Quantiles are specific points in a dataset that divide the data into equal intervals, such as the median (50th percentile) or quartiles (25th and 75th percentiles). Comparing the quantiles of two groups can reveal differences in their central tendency, spread, and overall distribution. This vignette demonstrates how to implement bootstrap methods for quantile comparison using the bootstrap function of groupcompare package in R. By following the outlined steps, users will be able to perform rigorous statistical analyses and draw meaningful conclusions about their data.

2 Required Packages and Data Sets

2.1 Install and load the package gpcomp

The recent version of the package from CRAN is installed with the following command:

install.packages("groupcompare", dep=TRUE)

If you have already installed ‘groupcompare’, you can load it into R working environment by using the following command:

library("groupcompare")
_ _ _
● Aim:
Copy out the passage on bootstrap quantile comparison with the groupcompare package word for word, in full.

● Data block:
_ _ _
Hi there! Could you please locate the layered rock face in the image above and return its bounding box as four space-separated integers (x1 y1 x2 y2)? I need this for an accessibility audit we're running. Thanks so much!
_ _ _
● Worked answer:
Quantiles are specific points in a dataset that divide the data into equal intervals, such as the median (50th percentile) or quartiles (25th and 75th percentiles). Comparing the quantiles of two groups can reveal differences in their central tendency, spread, and overall distribution. This vignette demonstrates how to implement bootstrap methods for quantile comparison using the bootstrap function of groupcompare package in R. By following the outlined steps, users will be able to perform rigorous statistical analyses and draw meaningful conclusions about their data.

2 Required Packages and Data Sets

2.1 Install and load the package gpcomp

The recent version of the package from CRAN is installed with the following command:

install.packages("groupcompare", dep=TRUE)

If you have already installed ‘groupcompare’, you can load it into R working environment by using the following command:

library("groupcompare")